Items from a data source

== Segment start ==

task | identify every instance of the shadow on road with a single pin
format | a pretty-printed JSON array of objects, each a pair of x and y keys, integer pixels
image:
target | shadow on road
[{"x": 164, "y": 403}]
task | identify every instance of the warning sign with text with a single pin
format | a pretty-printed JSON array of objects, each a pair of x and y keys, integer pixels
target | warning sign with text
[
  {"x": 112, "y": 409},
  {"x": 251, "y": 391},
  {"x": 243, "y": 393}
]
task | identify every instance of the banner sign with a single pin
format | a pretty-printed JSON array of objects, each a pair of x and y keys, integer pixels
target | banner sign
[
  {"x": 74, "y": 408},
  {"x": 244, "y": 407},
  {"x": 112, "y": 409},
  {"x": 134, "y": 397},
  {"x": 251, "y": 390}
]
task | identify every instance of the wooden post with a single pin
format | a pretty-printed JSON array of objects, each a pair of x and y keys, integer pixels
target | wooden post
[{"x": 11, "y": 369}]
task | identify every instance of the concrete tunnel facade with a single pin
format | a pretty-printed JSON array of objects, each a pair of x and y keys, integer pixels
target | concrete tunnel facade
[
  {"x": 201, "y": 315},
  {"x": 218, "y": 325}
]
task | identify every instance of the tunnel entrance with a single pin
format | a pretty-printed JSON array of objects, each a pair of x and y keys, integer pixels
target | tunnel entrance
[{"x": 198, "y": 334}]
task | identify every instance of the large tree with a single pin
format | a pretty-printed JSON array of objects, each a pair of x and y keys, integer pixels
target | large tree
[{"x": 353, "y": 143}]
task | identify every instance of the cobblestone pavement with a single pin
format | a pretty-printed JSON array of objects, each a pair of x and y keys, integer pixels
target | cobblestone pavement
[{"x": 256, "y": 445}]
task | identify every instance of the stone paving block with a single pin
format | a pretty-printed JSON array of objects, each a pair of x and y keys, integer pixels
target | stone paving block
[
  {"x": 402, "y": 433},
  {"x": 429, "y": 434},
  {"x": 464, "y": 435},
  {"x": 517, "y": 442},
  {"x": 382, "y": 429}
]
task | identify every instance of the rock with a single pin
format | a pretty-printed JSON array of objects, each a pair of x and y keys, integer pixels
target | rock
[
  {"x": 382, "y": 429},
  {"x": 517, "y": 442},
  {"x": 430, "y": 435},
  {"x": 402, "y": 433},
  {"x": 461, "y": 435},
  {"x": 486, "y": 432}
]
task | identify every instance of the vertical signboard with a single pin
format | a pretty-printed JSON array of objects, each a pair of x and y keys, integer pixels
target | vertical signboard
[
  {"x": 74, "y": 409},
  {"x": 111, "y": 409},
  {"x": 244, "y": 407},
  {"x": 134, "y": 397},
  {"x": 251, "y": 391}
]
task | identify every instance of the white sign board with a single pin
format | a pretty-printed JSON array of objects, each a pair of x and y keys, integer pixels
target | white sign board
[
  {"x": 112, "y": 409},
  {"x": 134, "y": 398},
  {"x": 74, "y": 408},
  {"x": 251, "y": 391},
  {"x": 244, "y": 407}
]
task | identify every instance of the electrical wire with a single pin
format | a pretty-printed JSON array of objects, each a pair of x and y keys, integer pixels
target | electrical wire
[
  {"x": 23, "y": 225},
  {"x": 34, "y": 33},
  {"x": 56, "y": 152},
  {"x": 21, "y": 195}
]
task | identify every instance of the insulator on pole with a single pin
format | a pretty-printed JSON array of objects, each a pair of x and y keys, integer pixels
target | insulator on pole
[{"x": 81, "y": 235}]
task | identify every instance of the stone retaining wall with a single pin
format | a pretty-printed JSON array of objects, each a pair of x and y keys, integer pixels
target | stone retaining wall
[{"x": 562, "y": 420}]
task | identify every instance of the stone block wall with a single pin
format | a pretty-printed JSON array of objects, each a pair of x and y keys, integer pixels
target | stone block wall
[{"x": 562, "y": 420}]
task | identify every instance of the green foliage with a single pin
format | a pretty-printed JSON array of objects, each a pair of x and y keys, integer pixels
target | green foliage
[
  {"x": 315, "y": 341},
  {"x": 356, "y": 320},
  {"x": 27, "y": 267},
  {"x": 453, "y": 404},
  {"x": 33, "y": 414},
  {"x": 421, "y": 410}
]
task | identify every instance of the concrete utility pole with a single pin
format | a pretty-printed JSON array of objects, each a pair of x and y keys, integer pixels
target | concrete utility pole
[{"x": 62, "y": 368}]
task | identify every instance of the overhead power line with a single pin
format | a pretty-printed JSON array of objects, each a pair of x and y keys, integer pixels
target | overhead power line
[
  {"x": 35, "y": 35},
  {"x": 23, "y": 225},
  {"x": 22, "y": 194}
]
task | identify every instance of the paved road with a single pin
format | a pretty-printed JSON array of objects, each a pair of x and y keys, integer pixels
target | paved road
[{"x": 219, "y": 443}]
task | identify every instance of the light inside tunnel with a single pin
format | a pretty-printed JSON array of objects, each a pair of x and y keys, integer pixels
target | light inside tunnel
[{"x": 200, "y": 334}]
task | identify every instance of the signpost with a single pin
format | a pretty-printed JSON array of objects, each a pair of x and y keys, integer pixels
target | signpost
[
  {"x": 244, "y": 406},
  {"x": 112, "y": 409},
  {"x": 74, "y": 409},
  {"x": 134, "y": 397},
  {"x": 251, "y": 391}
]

== Segment end ==
== Segment start ==

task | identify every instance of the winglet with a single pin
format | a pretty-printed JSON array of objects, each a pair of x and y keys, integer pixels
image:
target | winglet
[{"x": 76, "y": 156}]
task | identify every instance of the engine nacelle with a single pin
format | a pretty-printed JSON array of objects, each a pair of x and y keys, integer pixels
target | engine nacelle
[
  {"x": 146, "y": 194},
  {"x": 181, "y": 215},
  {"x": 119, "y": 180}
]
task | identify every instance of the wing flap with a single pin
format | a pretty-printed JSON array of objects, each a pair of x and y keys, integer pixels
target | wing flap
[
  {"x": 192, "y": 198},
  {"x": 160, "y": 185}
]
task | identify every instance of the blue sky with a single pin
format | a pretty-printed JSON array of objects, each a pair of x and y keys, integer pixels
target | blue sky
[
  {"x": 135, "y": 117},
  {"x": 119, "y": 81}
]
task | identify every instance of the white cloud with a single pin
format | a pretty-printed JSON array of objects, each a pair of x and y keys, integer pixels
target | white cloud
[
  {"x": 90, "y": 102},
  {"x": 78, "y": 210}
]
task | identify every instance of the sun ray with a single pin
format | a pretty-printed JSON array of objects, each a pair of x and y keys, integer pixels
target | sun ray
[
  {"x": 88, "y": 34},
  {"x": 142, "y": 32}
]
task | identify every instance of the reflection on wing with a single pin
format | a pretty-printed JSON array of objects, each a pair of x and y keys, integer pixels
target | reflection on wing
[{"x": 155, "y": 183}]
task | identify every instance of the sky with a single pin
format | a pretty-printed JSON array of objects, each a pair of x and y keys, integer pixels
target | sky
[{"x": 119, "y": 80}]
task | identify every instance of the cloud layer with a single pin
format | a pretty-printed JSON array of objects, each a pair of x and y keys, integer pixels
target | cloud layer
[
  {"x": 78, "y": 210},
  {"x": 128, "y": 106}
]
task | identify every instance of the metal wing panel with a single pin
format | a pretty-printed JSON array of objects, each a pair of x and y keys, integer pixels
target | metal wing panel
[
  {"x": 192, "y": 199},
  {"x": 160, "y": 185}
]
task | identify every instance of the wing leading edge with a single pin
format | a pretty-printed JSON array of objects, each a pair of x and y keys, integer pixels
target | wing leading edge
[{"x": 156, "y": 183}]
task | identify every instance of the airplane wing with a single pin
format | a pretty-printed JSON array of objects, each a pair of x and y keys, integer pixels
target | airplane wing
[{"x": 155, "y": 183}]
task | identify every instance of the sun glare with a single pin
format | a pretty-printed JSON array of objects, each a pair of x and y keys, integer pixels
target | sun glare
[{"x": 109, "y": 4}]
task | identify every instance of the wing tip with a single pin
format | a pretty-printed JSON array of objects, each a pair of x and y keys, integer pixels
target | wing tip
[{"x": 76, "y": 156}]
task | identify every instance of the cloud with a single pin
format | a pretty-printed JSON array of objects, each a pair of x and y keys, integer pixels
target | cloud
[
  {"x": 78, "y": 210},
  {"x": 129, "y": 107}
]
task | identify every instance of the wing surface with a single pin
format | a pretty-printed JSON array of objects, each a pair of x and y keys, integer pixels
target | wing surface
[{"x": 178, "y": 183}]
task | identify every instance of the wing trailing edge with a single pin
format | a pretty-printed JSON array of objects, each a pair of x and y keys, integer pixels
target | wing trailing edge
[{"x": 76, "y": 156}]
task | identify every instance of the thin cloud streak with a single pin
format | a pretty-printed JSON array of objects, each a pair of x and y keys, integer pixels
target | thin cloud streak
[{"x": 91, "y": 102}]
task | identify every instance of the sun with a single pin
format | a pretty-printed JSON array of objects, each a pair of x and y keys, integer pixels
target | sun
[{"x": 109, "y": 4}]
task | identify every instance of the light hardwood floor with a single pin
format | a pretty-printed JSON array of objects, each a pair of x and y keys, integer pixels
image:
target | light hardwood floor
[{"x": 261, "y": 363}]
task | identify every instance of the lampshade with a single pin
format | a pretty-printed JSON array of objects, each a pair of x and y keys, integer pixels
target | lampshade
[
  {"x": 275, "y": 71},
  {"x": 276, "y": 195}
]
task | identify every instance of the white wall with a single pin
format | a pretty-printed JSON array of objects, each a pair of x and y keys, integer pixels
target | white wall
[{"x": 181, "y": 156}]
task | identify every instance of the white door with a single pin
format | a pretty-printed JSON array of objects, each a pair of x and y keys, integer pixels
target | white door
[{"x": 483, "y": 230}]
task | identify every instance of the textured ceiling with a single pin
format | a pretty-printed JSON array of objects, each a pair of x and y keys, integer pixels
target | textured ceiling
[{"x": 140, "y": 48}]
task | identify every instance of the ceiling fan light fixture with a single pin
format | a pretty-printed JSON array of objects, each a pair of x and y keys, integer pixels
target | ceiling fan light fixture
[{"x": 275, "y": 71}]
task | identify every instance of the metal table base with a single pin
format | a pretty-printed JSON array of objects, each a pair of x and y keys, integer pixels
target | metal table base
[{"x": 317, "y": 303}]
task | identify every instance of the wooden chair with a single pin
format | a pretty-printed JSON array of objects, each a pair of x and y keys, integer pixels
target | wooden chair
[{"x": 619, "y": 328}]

== Segment end ==

Go to the line with "task | identify every instance of the shadow" in the entries above and repeat every line from there through the line with "task | identify every instance of the banner", exactly and with no other text.

(ANSWER TO THIS PROBLEM):
task | identify every instance of the shadow on road with a single pin
format | a pretty-printed JSON array of objects, each a pair of x and y keys, integer pixels
image:
target | shadow on road
[{"x": 164, "y": 403}]
task | identify every instance of the warning sign with text with a single pin
format | a pretty-printed JSON array of objects, each a pair of x and y keys, integer pixels
target | warning sign with text
[
  {"x": 112, "y": 409},
  {"x": 251, "y": 391},
  {"x": 243, "y": 393}
]
task | identify every instance of the banner sign with a single pin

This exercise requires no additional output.